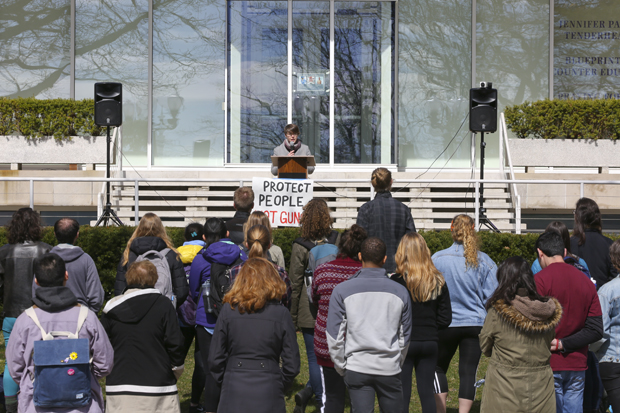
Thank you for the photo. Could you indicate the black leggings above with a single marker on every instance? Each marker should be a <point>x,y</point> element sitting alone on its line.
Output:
<point>468,343</point>
<point>422,355</point>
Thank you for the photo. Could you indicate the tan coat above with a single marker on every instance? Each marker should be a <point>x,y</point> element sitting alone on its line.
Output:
<point>519,377</point>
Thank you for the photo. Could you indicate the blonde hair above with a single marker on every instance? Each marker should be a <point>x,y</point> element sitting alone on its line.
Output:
<point>381,179</point>
<point>256,218</point>
<point>257,283</point>
<point>413,261</point>
<point>463,233</point>
<point>258,241</point>
<point>142,273</point>
<point>150,226</point>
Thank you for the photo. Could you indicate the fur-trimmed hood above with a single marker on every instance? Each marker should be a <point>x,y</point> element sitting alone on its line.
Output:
<point>512,316</point>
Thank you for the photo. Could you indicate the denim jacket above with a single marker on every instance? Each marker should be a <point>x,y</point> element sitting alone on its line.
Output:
<point>472,287</point>
<point>609,296</point>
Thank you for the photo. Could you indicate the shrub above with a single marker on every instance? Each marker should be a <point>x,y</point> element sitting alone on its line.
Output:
<point>60,118</point>
<point>570,119</point>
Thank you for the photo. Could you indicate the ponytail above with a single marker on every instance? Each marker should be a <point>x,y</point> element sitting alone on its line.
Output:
<point>463,233</point>
<point>259,240</point>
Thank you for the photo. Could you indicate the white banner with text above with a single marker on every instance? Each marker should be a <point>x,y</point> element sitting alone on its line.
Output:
<point>282,200</point>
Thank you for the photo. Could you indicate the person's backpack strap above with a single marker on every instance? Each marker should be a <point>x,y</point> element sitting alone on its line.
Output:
<point>50,335</point>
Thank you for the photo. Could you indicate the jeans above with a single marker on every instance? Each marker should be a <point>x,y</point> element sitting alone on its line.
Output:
<point>314,370</point>
<point>10,387</point>
<point>569,387</point>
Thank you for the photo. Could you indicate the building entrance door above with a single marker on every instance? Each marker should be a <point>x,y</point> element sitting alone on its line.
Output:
<point>326,66</point>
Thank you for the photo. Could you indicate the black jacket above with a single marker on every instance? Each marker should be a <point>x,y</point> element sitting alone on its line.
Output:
<point>143,244</point>
<point>16,267</point>
<point>235,226</point>
<point>595,252</point>
<point>429,317</point>
<point>143,329</point>
<point>244,359</point>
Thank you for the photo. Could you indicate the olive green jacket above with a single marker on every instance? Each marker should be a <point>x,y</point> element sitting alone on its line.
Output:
<point>519,377</point>
<point>303,312</point>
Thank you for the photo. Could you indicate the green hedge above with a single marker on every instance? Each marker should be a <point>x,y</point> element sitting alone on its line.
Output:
<point>60,118</point>
<point>106,245</point>
<point>570,119</point>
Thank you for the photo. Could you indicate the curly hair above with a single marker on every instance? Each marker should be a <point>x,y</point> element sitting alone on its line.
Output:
<point>256,284</point>
<point>25,225</point>
<point>413,261</point>
<point>463,233</point>
<point>149,226</point>
<point>315,221</point>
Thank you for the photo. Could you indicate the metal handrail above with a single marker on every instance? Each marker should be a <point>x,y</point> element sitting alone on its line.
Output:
<point>504,146</point>
<point>476,182</point>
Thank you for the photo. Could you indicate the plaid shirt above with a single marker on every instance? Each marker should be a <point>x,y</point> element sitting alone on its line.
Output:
<point>286,299</point>
<point>386,218</point>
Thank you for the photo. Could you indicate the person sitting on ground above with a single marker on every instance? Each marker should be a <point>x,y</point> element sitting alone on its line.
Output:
<point>517,335</point>
<point>57,309</point>
<point>24,234</point>
<point>243,202</point>
<point>291,146</point>
<point>260,218</point>
<point>148,346</point>
<point>258,243</point>
<point>253,335</point>
<point>385,217</point>
<point>84,281</point>
<point>581,324</point>
<point>368,332</point>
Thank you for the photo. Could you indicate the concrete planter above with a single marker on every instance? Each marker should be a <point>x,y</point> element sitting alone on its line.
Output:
<point>565,152</point>
<point>80,149</point>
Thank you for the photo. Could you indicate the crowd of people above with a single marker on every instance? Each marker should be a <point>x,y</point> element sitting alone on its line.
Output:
<point>372,303</point>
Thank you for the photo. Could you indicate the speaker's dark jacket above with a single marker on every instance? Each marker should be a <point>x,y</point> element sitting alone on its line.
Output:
<point>16,267</point>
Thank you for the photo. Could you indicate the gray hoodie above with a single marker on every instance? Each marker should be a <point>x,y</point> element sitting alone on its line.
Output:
<point>83,276</point>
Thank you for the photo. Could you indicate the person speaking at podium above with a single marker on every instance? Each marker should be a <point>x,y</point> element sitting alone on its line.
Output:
<point>291,146</point>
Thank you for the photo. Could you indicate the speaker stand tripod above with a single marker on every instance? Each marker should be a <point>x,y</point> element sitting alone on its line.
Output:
<point>108,214</point>
<point>482,212</point>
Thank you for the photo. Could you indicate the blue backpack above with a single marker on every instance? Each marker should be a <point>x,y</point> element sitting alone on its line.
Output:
<point>61,367</point>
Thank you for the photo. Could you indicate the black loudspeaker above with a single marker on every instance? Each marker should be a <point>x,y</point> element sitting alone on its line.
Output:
<point>108,104</point>
<point>483,108</point>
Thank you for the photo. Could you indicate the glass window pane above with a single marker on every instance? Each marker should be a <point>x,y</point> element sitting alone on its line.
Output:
<point>364,44</point>
<point>112,46</point>
<point>188,82</point>
<point>311,75</point>
<point>35,40</point>
<point>512,52</point>
<point>258,87</point>
<point>434,78</point>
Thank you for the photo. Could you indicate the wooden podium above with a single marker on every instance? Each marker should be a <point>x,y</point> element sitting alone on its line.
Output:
<point>293,167</point>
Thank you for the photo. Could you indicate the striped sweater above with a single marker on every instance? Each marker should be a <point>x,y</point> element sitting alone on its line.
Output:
<point>326,277</point>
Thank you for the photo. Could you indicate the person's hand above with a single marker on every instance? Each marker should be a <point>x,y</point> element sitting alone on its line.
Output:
<point>556,345</point>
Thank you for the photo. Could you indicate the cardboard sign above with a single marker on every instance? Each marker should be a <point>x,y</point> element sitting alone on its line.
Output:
<point>282,200</point>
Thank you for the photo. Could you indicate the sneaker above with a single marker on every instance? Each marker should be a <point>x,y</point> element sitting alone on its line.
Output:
<point>302,398</point>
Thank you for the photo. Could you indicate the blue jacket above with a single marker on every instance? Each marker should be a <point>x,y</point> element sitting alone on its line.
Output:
<point>223,252</point>
<point>609,346</point>
<point>469,288</point>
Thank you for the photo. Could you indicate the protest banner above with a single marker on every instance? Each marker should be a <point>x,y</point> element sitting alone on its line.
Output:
<point>282,200</point>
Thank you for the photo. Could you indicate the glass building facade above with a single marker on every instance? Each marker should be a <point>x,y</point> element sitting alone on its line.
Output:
<point>212,83</point>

_Prompt_. Reproduce the entire listing above verbatim, from its first line to its last, and omit the pictures.

_Result_.
Thank you for the photo. Could you indicate the black leggings above with a single marker on every instance? Each marker should be a <point>x,y</point> element sitting alone on its line.
Output:
<point>468,343</point>
<point>422,355</point>
Thank you for the photo. Could you indicate the tan coat above with a single marker on every instance? Each marker should be a <point>x,y</point> element sitting alone on its line.
Output:
<point>519,377</point>
Thank you for the photo. Could you indicate the blonde hair above with a single marker on every instance? Each marker should be a <point>x,y</point> element sitting alone on its line.
Output:
<point>381,179</point>
<point>256,218</point>
<point>257,283</point>
<point>413,261</point>
<point>463,233</point>
<point>258,241</point>
<point>142,273</point>
<point>150,226</point>
Thank you for the photo. Could you indicate the fur-trimmed hood above with a single marker on every instance? Each marker should be a <point>x,y</point> element sitting alone on its line.
Output:
<point>512,316</point>
Thank you for the photo. Could you indicate the denim jacket above with a single marker on every instance? Each marker should be a <point>x,y</point> element sitting alone on its line.
Output:
<point>472,287</point>
<point>609,296</point>
Thank you for the photo. Could you indicate the shrub above with a single marker on every instance? Each marker should be a <point>x,y</point> element sitting alone on its line.
Output:
<point>60,118</point>
<point>570,119</point>
Thank you for the photo. Could you indicate the ponytail above with a single marker on every instance? Each marker should be a <point>x,y</point> element sitting alone on its line.
Output:
<point>463,233</point>
<point>259,240</point>
Thank you for the photo. Could you indicate the white banner with text above with a single marker on every instance? Each marker should be a <point>x,y</point> element sitting alone on its line.
Output:
<point>282,200</point>
Thank you for the photo. Could you indicate the person's backpack strap above with a single marker on every instance? Each marker should be a <point>x,y</point> element sitting alone on its line.
Output:
<point>50,335</point>
Thank you for the photo. Could you indicate the jeans above with a single marker on every instance? Each marker should be a <point>x,y</point> element sitting alone on its line.
Output:
<point>314,370</point>
<point>10,387</point>
<point>569,387</point>
Thank you for the photo. Could you indicate the building entrance door above with a single marker on every instance? Each marker should be a <point>x,y</point> element sitting alone on its line.
Output:
<point>326,66</point>
Thank you for the photo. Could you indicate the black jacket above with a single marker on every instance? Each marker should be a <point>x,y</point> element sitting alone on its line.
Output:
<point>143,244</point>
<point>16,267</point>
<point>235,226</point>
<point>595,252</point>
<point>429,317</point>
<point>143,329</point>
<point>244,359</point>
Thank you for the photo. Could you indicate the olive green jacket above with a single marker on every instance? Each marker should be a <point>x,y</point> element sitting alone on its line.
Output:
<point>519,377</point>
<point>303,312</point>
Thank you for the photo. Could you indicate the green hedge above with a single marker on every instance? Each marker should be a <point>x,y</point> element sitting alone on its line.
Output:
<point>60,118</point>
<point>106,245</point>
<point>570,119</point>
Thank you for the photo. Could you indicate the curly hair above with a single marker on every instance? Each marker should be a <point>x,y</point> element sitting alone on its line.
Output:
<point>256,284</point>
<point>25,225</point>
<point>413,261</point>
<point>463,233</point>
<point>149,226</point>
<point>315,221</point>
Thank you for the photo. Could you indicate the metal handrail above with a single marker on every instance? Each marker should be a <point>x,y</point> element sitting alone on its line.
Output:
<point>504,146</point>
<point>476,182</point>
Thank you for the photo. Could you indicate the plaid shirt above with a single marker on every instance? Each marker should be a <point>x,y</point> element sitting alone on its line.
Output:
<point>286,299</point>
<point>386,218</point>
Thank you for the photo. Could you indicate the person sitting on ground above with a single marker on every instance? Each marker should be a <point>x,y</point> element sitting alone on its line.
Output:
<point>517,335</point>
<point>57,309</point>
<point>24,234</point>
<point>243,202</point>
<point>291,146</point>
<point>260,218</point>
<point>148,346</point>
<point>258,243</point>
<point>253,335</point>
<point>385,217</point>
<point>84,281</point>
<point>581,324</point>
<point>368,332</point>
Thank you for the photo. Could you indicate the concrete planter above with a single marker on every instance? Each marker should be a <point>x,y</point> element sitting alone on its line.
Output:
<point>565,152</point>
<point>80,149</point>
Thank you for the photo. Could you indicate the crowd of people above with a single marker on every instance? Each marker should be a <point>x,y</point> element sitting alone on its line.
Output:
<point>372,303</point>
Thank you for the photo. Could you indicate the speaker's dark jacket above with a single marker on every instance? Each marker should be a <point>x,y</point> element sitting alone on its line.
Output:
<point>16,267</point>
Thank you for the photo. Could you indicate the gray hoodie above with a single marker on every instance? Each marker should be a <point>x,y</point> element sitting alone on its line.
Output:
<point>83,276</point>
Thank you for the photo. Could you indicate the person speaking at podium above with a single marker on every instance? Each marker should be a <point>x,y</point> element sitting alone on its line.
Output:
<point>291,146</point>
Thank you for the photo. Could you indicate the speaker stand tripod above with a single marker on every instance? Each marker should be a <point>x,y</point> element sitting alone on its line.
Output:
<point>108,214</point>
<point>482,212</point>
Thank you for the photo. Could you indicate the blue backpack above with a single marker on every instance? Each marker should be a <point>x,y</point> element sitting alone on its line.
Output:
<point>61,367</point>
Thank you for the photo. Could you indicate the black loudspeaker above with a single marker on every instance? Each marker should be a <point>x,y</point> element sitting alone on its line.
Output:
<point>108,104</point>
<point>483,108</point>
Thank you for the photo. Could you indicate the glass window pane above with a single marker on every instance? Each marker should be a <point>x,y</point> element sitting alone on its line.
Output:
<point>364,44</point>
<point>112,46</point>
<point>188,82</point>
<point>311,75</point>
<point>35,40</point>
<point>512,52</point>
<point>258,87</point>
<point>434,78</point>
Thank you for the photo. Could you indicate the wooden podium above with a single marker on every instance? Each marker should be a <point>x,y</point> element sitting alone on its line.
Output:
<point>293,167</point>
Thank you for the photo. Could you indicate the striped sweater above with a single marker on every instance? Each marker should be a <point>x,y</point> element sitting alone on its line.
Output:
<point>326,277</point>
Thank you for the photo. Could you indicate the person's hand above with a single marker on every instance? Each marker should be a <point>x,y</point> element sitting alone on its line.
Output:
<point>556,345</point>
Thank you for the photo. Could you indicate the cardboard sign above with a single marker on every instance? Each marker should be a <point>x,y</point> element sitting alone on its line.
Output:
<point>282,200</point>
Thank you for the photo. Could you indicate the sneaker above with a single marker on every instance? Each marker should be a <point>x,y</point> element sitting alone on its line.
Output:
<point>302,398</point>
Thank you for the photo. Could you indicate the blue jacket above with a single marker on every instance? Each marker should be a <point>x,y</point> element sitting alone on its line.
Output:
<point>223,252</point>
<point>609,346</point>
<point>469,288</point>
Thank you for the photo. Could you indicate the protest banner above with a single marker on every instance? Each marker should be a <point>x,y</point> element sitting alone on its line.
Output:
<point>282,200</point>
Thank you for the photo. Could you indicate the glass building facade above with a single marker on every instance? Each marker should be a <point>x,y</point> element sitting alone on its line.
Output:
<point>212,83</point>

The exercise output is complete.